──────── Supplied data

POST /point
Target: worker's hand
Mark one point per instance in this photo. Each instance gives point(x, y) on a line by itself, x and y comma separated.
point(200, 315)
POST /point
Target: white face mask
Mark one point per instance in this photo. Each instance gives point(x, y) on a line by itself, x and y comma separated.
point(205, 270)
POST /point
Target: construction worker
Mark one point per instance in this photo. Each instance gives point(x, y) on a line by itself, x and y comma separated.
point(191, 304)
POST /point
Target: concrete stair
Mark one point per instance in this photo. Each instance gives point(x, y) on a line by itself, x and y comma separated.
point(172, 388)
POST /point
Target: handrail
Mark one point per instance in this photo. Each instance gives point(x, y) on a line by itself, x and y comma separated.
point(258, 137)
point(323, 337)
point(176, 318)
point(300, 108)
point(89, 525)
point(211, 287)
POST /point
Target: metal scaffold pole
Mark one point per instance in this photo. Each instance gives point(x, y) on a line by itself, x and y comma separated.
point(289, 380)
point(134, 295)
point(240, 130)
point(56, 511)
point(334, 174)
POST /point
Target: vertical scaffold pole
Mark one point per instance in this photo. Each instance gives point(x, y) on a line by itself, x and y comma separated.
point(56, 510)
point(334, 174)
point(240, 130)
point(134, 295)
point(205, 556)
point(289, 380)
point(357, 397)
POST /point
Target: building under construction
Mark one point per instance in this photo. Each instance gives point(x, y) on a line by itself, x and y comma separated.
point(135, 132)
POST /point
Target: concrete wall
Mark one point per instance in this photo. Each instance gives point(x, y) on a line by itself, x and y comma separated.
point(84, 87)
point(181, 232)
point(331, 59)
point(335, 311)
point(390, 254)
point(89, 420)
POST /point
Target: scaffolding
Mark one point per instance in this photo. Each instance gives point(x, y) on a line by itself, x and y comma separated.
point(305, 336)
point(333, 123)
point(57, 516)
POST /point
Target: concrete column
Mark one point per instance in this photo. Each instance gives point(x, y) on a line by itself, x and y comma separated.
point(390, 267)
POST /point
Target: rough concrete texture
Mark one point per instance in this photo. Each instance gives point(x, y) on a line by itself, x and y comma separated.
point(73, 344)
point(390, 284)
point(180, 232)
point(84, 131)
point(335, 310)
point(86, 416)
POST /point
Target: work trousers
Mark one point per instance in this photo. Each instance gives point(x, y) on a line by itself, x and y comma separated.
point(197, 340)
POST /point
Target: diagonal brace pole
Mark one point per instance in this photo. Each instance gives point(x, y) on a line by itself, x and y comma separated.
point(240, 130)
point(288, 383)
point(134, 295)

────────────────

→ **Your objective**:
Retype all the material above precisely, with no line left out.

→ **Response to this exercise**:
POST /point
Target: worker's hand
Mark one point per instance in this photo. Each instance gives point(x, y) on a line by itself, x and y comma separated.
point(200, 315)
POST /point
Target: white face mask
Mark one point per instance in this photo. Each instance gives point(x, y) on a line by itself, x and y comma separated.
point(205, 270)
POST /point
Target: construction worker
Mark one point per instance in this photo. Each instance gives point(x, y) on a line by itself, x and y comma separated.
point(191, 304)
POST /point
Target: concrete stair
Mark one point per instance in this photo. Each instance gives point(x, y) on a line by itself, x and y comma separated.
point(172, 388)
POST /point
Target: handrail
Mark one point per instance in this photo. Each instance gives point(x, y) on a line by itself, x and y comma separated.
point(258, 137)
point(323, 337)
point(176, 318)
point(300, 108)
point(89, 525)
point(211, 287)
POST /point
Target: metal scaffold pole
Mark one point per instance in this photo. Each instance gives point(x, y) on a line by itself, x and y comma separated.
point(289, 380)
point(134, 295)
point(240, 130)
point(56, 511)
point(334, 174)
POST /point
Target: vertical scaffold pole
Mark one point per instance in this photo. Each instance gives point(x, y) on a line by itself, x and y comma separated.
point(56, 510)
point(334, 174)
point(240, 130)
point(134, 295)
point(205, 556)
point(289, 380)
point(357, 397)
POST /point
Target: building under construction
Mark one point per instance in this photo. Each instance gives point(x, y) on a line by itself, x and y comma separated.
point(135, 132)
POST /point
Target: concrete wall
Mark one point per instance in this photo. Each instance gives point(x, y) on a line by itself, x and y comma separated.
point(84, 87)
point(181, 232)
point(331, 59)
point(335, 311)
point(390, 254)
point(89, 420)
POST /point
Target: scaffolding
Mark one point per instance in this photo. Each instance gives point(x, y) on a line by itself, x and y comma separated.
point(305, 336)
point(333, 123)
point(57, 516)
POST /point
Target: concrete column
Mark one point per instance in this photo. Each instance gives point(x, y) on a line by itself, x and y comma separated.
point(390, 267)
POST /point
Target: rough concrete texture
Mark one point per instance in this photo. Each instance gives point(x, y) on a line by itself, x and y comma separated.
point(73, 344)
point(390, 284)
point(180, 232)
point(84, 131)
point(335, 310)
point(86, 416)
POST /point
Target: work trousers
Mark one point per instance in this photo. Each instance gives point(x, y) on a line by itself, x and y comma separated.
point(197, 340)
POST /point
Target: diagonal brace pole
Mark one point per instance in this photo. Each instance gives point(x, y) on a line by itself, x and y comma separated.
point(240, 130)
point(288, 383)
point(134, 295)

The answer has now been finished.